Data records: Begin

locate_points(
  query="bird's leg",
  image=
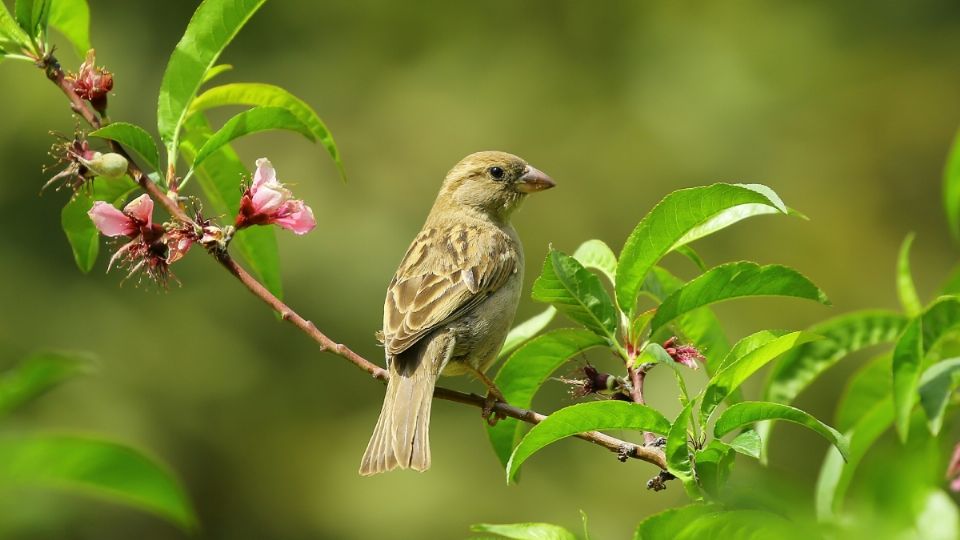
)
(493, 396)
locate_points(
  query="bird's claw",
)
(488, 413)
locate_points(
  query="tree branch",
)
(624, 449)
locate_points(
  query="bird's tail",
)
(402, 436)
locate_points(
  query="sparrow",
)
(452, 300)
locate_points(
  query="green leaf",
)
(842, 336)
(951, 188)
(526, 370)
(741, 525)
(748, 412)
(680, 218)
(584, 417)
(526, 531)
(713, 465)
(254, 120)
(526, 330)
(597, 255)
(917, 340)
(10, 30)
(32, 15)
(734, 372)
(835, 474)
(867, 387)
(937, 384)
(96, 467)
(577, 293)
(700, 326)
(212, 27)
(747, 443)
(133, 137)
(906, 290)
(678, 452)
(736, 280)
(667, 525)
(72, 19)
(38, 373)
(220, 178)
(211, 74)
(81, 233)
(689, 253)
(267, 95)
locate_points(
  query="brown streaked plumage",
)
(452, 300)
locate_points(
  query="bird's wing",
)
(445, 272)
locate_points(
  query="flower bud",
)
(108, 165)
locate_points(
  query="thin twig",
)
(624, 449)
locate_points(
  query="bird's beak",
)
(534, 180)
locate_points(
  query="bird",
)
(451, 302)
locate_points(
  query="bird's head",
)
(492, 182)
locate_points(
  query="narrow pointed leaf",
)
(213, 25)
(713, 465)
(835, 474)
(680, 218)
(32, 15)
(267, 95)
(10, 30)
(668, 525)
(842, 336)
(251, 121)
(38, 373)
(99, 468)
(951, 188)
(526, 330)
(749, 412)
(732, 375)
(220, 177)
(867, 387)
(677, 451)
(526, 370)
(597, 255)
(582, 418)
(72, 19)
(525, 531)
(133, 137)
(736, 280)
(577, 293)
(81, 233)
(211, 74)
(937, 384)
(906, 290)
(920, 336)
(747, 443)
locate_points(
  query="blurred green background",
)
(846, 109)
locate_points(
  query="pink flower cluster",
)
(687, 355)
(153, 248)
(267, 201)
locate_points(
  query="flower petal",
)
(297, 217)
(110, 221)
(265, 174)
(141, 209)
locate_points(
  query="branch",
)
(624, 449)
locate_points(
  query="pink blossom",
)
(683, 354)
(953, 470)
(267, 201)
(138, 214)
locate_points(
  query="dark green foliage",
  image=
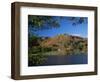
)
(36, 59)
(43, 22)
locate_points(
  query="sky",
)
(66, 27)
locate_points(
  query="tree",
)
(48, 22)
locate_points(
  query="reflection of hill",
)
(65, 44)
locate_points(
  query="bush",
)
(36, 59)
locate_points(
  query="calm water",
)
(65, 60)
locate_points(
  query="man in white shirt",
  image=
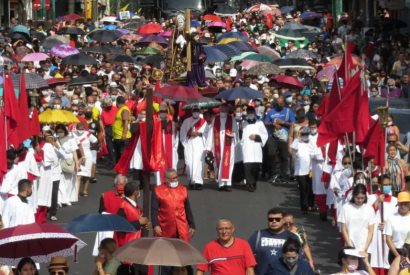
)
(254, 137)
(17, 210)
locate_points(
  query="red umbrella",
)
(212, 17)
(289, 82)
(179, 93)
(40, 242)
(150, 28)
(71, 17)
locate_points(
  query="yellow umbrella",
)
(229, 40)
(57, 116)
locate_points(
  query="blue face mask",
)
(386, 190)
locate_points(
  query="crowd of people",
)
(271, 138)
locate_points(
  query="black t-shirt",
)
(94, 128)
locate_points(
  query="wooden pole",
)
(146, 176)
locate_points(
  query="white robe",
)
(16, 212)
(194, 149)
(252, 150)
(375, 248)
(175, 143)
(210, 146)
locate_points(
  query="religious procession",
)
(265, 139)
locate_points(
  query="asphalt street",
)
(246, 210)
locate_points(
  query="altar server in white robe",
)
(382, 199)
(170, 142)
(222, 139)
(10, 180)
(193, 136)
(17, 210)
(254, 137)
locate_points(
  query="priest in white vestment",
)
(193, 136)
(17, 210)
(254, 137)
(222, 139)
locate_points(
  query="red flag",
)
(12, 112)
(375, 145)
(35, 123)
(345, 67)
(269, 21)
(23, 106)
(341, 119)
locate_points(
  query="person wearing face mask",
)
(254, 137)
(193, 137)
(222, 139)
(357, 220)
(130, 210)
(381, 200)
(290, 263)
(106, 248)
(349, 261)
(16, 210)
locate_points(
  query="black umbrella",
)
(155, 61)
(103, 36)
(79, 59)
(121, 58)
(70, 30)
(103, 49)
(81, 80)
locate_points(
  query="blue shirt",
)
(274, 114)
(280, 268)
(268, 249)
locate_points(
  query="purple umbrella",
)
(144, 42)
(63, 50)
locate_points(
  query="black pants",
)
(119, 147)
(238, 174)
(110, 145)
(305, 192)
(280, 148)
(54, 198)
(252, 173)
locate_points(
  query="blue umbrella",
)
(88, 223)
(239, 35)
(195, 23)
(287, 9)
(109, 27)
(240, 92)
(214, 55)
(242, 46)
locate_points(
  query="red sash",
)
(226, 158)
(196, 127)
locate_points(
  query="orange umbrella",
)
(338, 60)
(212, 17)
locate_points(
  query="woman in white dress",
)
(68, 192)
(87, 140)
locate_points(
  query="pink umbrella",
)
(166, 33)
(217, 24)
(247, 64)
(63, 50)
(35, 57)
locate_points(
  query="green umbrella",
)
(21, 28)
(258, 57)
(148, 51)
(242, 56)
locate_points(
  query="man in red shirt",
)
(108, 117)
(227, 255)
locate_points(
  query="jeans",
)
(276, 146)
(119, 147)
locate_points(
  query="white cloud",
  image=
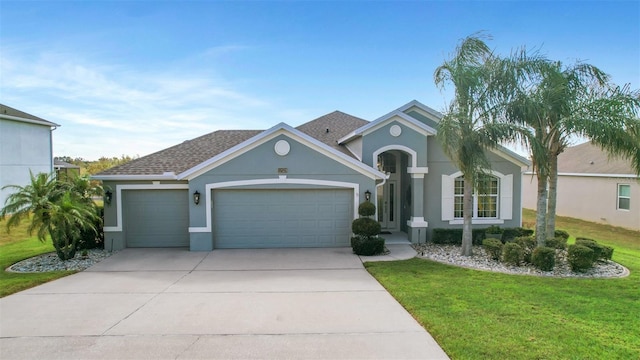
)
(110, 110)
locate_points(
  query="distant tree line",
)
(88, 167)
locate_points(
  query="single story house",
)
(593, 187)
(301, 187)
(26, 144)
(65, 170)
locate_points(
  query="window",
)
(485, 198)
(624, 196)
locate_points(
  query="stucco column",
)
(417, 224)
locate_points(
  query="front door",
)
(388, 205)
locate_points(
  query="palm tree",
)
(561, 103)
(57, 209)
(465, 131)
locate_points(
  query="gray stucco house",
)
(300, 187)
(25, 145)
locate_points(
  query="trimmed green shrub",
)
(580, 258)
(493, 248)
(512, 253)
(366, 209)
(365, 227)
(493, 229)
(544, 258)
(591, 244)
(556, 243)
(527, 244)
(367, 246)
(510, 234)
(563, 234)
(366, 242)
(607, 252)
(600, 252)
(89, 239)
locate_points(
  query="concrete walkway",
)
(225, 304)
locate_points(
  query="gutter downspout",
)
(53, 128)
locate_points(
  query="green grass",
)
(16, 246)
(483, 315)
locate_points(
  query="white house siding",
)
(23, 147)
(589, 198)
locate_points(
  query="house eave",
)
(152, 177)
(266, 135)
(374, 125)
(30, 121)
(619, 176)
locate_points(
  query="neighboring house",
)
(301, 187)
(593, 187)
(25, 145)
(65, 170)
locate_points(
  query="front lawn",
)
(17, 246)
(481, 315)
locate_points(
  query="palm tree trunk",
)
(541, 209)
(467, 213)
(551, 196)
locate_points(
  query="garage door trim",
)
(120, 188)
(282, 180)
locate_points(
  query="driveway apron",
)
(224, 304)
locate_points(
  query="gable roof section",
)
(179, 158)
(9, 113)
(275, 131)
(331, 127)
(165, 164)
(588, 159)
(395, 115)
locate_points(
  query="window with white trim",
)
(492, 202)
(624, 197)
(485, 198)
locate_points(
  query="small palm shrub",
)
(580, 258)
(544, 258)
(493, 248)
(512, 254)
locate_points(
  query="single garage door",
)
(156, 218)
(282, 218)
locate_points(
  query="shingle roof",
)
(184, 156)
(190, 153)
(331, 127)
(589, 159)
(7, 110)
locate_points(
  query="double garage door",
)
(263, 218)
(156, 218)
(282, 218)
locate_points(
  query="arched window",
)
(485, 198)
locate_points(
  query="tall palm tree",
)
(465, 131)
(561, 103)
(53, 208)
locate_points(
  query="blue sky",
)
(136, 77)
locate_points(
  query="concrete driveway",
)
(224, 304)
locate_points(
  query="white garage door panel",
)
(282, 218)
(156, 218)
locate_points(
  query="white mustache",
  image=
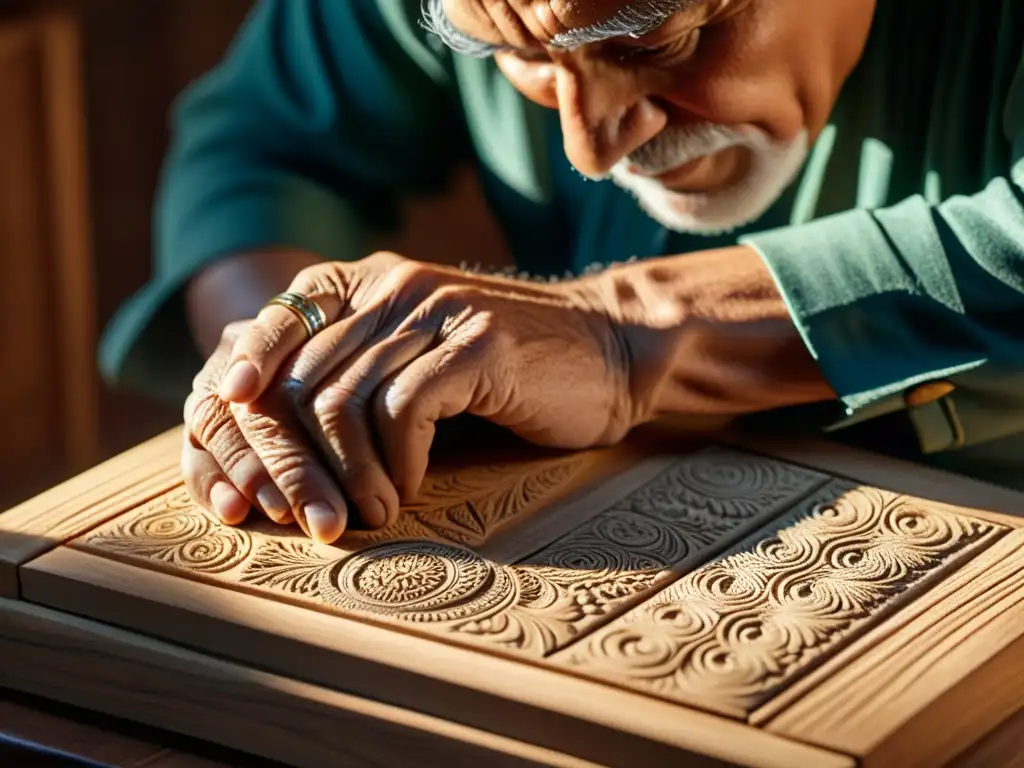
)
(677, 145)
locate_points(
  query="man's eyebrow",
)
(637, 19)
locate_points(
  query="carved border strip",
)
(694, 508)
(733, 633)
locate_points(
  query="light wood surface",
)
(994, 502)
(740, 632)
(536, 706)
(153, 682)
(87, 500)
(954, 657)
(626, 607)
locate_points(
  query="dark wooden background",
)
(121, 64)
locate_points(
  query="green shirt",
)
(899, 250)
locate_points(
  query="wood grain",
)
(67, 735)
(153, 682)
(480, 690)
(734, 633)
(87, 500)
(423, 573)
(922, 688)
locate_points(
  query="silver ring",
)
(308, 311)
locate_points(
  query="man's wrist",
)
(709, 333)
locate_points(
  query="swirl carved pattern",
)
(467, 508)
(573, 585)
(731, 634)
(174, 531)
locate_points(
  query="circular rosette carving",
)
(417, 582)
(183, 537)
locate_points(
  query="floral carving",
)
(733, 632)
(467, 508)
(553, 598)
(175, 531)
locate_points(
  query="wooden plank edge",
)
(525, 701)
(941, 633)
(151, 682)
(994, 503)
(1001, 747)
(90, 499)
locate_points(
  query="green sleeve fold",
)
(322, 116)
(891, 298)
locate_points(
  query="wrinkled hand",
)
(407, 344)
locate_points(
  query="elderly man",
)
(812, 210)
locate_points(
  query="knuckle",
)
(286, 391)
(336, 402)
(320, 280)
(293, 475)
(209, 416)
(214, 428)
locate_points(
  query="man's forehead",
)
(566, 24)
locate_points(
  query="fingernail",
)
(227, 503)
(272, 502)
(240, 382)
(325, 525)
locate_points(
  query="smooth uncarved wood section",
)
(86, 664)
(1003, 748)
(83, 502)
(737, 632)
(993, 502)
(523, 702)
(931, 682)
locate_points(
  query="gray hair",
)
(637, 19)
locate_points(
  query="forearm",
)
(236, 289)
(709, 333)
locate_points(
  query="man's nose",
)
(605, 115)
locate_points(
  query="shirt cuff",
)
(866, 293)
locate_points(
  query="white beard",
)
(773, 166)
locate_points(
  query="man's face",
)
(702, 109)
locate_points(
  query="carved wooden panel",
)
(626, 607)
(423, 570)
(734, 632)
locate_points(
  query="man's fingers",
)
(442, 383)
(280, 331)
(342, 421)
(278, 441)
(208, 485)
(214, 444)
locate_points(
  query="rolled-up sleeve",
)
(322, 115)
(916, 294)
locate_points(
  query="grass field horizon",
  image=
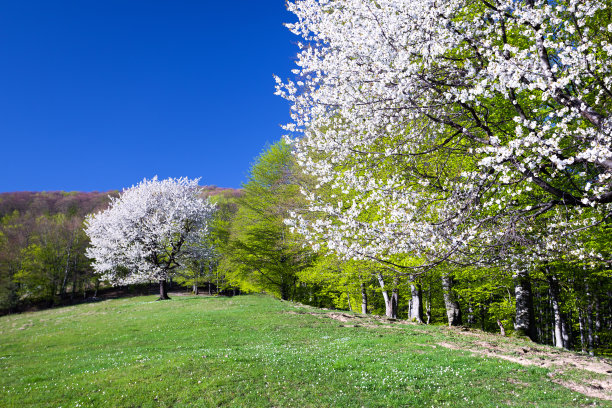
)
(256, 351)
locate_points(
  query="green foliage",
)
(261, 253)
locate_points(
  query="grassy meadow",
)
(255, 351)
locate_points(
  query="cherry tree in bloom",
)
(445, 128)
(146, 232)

Data records: End

*Action item:*
If a line in the data above holds the string "shrub", report that line.

*Reply:*
  query="trimmed green shrub",
  query="small palm shrub",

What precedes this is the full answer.